INSTRUCTIONS:
A: According to the CBSE Class 10 revision plan, how much daily time goes to Mathematics during days 44–30?
B: Extract the part of the CBSE Class 10 revision plan that begins at the words "Days 44–30: Subject-wise" and stops after "need equal attention.", keeping every word unchanged.

*** Opening of DOCUMENT SEGMENT ***

Days 60–45: Audit and block scheduling

Begin with a honest syllabus audit. Download the CBSE Class 10 2025–26 sample question papers and mark chapters you have never revised. Build a six-day study week: three core subjects (Maths, Science, Social Science) rotate as primaries, with English and Hindi slotted as lighter daily reading.

  1. Day 1–3: List weak chapters per subject using school pre-board results or chapter tests.
  2. Day 4–5: Collect NCERT, previous-year papers (2023–2025), and CBSE sample paper 2025–26.
  3. Day 6–7: Create a 45-day calendar with one full-length subject test every weekend.

Days 44–30: Subject-wise deep revision

Spend two weeks cycling through high-weightage units. For CBSE Class 10 Maths, prioritise Algebra, Trigonometry, and Statistics — together they dominate Section C and D. In Science, Physics numericals (Electricity, Light), Chemistry (Acids-Bases, Carbon compounds), and Biology (Life processes, Heredity) need equal attention.

  • Mathematics: 90 minutes daily — 30 min concept revision, 60 min mixed problems from NCERT + exemplar.
  • Science: Alternate Physics-Chemistry-Biology days; draw labelled diagrams from NCERT (heart, eye, electrolysis).
  • Social Science: Map work and date-based events — use mnemonics; attempt 3-mark and 5-mark writing weekly.
  • English/Hindi: One literature chapter + one writing format (letter, analytical paragraph) per week.

Days 29–15: Sample papers and writing speed

Transition to exam conditions. CBSE papers are as much about speed and presentation as knowledge. Time yourself strictly: Maths and Science papers are 3 hours; Social Science 3 hours with map work included.

*** Close of DOCUMENT SEGMENT ***
*** Opening of EXTRACTED MATERIAL ***

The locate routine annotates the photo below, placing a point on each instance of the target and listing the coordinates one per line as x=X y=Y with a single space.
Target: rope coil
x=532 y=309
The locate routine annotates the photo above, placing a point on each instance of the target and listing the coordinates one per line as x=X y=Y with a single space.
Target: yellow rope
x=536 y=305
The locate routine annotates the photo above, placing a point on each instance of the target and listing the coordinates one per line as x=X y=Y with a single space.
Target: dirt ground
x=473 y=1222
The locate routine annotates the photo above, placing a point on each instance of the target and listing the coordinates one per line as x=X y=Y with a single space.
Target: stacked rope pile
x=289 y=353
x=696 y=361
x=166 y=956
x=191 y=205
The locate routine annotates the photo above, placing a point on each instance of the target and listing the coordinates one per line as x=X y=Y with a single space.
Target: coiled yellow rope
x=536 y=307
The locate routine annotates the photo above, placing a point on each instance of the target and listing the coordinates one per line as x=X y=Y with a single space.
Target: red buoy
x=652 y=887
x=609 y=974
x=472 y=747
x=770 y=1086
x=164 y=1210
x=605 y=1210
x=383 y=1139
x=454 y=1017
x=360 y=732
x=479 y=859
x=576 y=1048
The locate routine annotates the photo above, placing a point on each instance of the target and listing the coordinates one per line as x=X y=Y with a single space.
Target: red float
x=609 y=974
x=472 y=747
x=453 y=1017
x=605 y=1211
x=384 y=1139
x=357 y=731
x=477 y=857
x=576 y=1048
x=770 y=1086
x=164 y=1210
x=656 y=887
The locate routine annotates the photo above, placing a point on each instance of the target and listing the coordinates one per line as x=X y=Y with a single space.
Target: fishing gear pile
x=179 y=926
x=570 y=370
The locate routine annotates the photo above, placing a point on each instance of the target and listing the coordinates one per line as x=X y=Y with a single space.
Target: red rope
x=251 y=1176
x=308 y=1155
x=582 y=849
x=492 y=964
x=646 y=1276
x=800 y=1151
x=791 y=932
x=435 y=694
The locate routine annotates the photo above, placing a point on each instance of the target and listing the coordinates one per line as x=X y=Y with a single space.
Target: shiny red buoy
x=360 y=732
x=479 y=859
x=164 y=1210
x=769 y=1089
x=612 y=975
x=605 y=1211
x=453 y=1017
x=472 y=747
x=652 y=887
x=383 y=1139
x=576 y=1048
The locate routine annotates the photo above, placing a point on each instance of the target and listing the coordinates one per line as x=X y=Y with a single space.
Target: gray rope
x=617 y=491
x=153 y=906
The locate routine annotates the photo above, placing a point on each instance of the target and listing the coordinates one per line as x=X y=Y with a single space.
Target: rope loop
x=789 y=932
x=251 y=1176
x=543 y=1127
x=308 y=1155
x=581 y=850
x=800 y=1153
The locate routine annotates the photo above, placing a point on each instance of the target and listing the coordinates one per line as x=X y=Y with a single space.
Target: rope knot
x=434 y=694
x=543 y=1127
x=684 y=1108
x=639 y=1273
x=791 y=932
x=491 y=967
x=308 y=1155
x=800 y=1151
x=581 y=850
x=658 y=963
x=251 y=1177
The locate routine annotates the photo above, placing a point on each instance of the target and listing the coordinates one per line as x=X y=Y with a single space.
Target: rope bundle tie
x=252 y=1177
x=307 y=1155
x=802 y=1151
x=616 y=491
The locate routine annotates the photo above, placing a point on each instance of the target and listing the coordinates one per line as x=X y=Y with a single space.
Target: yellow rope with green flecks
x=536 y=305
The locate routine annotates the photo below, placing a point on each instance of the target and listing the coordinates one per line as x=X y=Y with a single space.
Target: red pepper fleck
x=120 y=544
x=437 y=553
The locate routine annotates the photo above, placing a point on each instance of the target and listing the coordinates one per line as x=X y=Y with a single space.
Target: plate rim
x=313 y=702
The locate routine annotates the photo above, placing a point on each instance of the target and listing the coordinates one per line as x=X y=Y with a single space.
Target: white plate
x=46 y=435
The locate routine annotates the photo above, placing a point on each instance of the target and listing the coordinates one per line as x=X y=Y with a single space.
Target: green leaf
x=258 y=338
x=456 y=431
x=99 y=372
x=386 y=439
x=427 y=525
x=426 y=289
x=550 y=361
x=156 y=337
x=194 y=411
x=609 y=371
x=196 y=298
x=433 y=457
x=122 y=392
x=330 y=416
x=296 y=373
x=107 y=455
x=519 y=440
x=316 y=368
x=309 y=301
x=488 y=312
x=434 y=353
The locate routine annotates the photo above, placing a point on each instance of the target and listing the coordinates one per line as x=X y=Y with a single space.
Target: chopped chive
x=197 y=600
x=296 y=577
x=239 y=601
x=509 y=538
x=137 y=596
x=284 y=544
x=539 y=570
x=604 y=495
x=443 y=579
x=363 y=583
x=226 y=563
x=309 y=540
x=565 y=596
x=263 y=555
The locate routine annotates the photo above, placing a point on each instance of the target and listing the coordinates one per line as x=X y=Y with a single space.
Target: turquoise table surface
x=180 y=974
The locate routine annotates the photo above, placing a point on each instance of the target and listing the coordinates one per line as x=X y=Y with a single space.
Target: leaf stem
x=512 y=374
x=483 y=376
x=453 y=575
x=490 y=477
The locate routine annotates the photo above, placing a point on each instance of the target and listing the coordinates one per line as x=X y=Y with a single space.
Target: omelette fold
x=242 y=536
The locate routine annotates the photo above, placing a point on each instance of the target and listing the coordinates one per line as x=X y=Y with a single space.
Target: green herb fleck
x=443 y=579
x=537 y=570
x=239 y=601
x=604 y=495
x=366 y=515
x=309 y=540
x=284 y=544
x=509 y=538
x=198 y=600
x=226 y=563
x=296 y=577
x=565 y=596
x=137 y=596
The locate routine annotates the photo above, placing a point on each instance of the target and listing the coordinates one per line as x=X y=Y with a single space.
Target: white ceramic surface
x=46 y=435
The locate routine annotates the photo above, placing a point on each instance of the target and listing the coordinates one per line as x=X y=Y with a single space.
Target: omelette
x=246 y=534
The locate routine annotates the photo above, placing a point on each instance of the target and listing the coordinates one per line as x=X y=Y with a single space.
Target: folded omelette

*** Close of EXTRACTED MATERIAL ***

EXERCISE RESPONSES:
A: 90 minutes daily: 30 minutes of concept revision and 60 minutes of mixed problems.

B:
Days 44–30: Subject-wise deep revision

Spend two weeks cycling through high-weightage units. For CBSE Class 10 Maths, prioritise Algebra, Trigonometry, and Statistics — together they dominate Section C and D. In Science, Physics numericals (Electricity, Light), Chemistry (Acids-Bases, Carbon compounds), and Biology (Life processes, Heredity) need equal attention.